#### WORK REQUIRED
Reproduce, word for word, everything from "Lords ChamberMy Lords, we" down to "we cannot escape." in the Lords debate on the cost of living below.
[TEXT BLOCK — start]
Cost of Living: Public Well-being Debate
Full Debate: Read Full DebateLord Layard
Main Page: Lord Layard (Labour - Life peer)Department Debates - View all Lord Layard's debates with the Department of Health and Social Care
(2 years, 2 months ago)
Lords ChamberMy Lords, we all know the problem facing our country: as a nation, we have become poorer. Our import prices have risen more than our export prices and, on that account, we are 5% poorer than we were a year or so ago. That is a lot of money—over £100 billion a year—and it is something we cannot escape.
This is the issue that the Chancellor is facing: who should bear the cost of the loss in our national income? It could be working people, the owners of capital or the public services—those are the only three parties that could be cut to bear this cost. Or it could be some combination. This is an agonising dilemma; I think the Chancellor called it “eye-watering”. So how should the Chancellor decide between these three parties and the sub-groups within them? What criterion should he use to make the decisions? The answer of course lies in the brilliant way in which my noble friend formulated the issue for this debate: it should depend on the way in which each of the alternative options would affect the well-being of the population. This is the new approach—it is totally feasible, and we should adopt it.
For example, we know a lot about what affects well-being. The first thing we know is that a loss of real income matters more to the poor than to the rich. To be specific, the loss of £1 hurts a person on low income 10 times more than someone who is 10 times richer. So, as others have said, the top priority for the Chancellor must be, as other speakers have said, to fully protect the real incomes of those on lower incomes.
When it comes to richer citizens, there are real issues about what is most important to them at the margin: is it their own spending power, in real terms, or is it also the services on which they depend? Here, too, well-being science provides important insights. In explaining the spread of well-being, real income is not the most important thing: health always comes top, especially mental health, as the noble Baroness said. Then comes stable family life, happy work and workplaces and safe communities—and only then comes income. When people are asked—in a survey commissioned by Sainsbury’s, for example—about their main worries in daily life, it may surprise Members of this House and the political class that the order is the same: income and debt come about sixth in the list. So public services are crucial to all of the other things that affect well-being, as well as income.
[TEXT BLOCK — finish]
[DATA UNDER STUDY — start]
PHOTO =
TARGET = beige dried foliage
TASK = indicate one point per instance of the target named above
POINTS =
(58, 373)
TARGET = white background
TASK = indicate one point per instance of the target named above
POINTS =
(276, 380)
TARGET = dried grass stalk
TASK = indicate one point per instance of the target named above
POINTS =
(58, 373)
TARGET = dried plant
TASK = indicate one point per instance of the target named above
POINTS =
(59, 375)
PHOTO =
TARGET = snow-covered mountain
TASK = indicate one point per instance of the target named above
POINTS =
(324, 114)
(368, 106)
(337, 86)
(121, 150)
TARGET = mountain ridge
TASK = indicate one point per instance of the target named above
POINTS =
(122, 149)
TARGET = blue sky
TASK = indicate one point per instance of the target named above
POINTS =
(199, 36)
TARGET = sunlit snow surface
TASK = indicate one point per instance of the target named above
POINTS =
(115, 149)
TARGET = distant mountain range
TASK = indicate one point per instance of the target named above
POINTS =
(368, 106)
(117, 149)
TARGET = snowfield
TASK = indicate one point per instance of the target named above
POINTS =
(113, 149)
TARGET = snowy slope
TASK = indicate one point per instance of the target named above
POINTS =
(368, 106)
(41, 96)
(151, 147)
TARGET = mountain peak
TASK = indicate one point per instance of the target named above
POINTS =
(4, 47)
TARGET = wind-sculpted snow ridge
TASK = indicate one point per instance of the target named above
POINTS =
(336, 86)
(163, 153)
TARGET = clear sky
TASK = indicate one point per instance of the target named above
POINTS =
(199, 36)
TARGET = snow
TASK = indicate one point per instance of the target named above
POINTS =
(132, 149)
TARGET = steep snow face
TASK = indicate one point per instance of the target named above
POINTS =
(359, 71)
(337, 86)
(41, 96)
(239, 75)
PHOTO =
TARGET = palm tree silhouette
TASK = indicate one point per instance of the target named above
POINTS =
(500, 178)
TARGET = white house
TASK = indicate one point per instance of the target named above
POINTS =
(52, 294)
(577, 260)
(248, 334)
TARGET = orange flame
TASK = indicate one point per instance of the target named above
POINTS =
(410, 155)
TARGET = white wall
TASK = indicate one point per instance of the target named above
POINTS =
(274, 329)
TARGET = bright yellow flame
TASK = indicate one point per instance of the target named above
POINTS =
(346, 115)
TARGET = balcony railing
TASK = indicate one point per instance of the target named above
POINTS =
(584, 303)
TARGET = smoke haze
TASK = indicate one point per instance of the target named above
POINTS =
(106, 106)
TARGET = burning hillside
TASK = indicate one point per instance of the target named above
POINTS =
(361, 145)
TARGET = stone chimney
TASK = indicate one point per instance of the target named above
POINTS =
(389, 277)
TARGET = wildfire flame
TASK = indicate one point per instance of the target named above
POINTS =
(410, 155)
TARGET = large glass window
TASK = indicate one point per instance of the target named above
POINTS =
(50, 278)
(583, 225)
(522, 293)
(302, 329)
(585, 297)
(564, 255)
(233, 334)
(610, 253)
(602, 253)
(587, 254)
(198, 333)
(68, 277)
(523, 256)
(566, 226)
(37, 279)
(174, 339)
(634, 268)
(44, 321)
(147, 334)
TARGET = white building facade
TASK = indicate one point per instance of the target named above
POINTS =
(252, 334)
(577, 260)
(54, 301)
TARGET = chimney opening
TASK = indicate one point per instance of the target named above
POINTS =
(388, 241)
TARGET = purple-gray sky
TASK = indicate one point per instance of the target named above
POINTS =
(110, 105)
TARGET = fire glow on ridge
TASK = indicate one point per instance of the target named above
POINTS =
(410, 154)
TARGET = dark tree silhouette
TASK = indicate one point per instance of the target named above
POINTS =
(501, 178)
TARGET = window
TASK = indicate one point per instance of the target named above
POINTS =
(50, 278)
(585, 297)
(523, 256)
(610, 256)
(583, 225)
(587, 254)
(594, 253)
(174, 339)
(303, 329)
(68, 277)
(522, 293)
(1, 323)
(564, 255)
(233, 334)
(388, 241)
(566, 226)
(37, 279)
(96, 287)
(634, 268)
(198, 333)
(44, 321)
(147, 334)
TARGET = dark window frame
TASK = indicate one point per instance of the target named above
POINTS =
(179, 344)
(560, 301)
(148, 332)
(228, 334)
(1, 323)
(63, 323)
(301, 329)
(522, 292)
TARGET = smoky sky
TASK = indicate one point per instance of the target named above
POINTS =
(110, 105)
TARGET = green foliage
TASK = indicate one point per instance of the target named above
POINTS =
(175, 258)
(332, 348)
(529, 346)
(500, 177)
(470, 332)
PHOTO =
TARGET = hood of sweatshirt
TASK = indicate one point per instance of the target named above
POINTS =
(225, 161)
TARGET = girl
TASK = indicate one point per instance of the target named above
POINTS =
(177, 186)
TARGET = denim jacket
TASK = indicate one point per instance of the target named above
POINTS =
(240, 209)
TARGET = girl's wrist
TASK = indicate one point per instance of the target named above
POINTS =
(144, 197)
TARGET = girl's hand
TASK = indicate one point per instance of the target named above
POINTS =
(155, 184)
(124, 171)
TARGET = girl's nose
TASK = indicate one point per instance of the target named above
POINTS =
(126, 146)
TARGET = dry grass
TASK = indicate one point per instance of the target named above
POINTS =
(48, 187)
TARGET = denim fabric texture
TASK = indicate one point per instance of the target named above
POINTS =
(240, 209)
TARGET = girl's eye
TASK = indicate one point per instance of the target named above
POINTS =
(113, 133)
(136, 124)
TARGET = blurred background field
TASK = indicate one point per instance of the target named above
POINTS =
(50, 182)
[DATA UNDER STUDY — finish]
#### SOLUTION TO THE PROBLEM
Lords ChamberMy Lords, we all know the problem facing our country: as a nation, we have become poorer. Our import prices have risen more than our export prices and, on that account, we are 5% poorer than we were a year or so ago. That is a lot of money—over £100 billion a year—and it is something we cannot escape.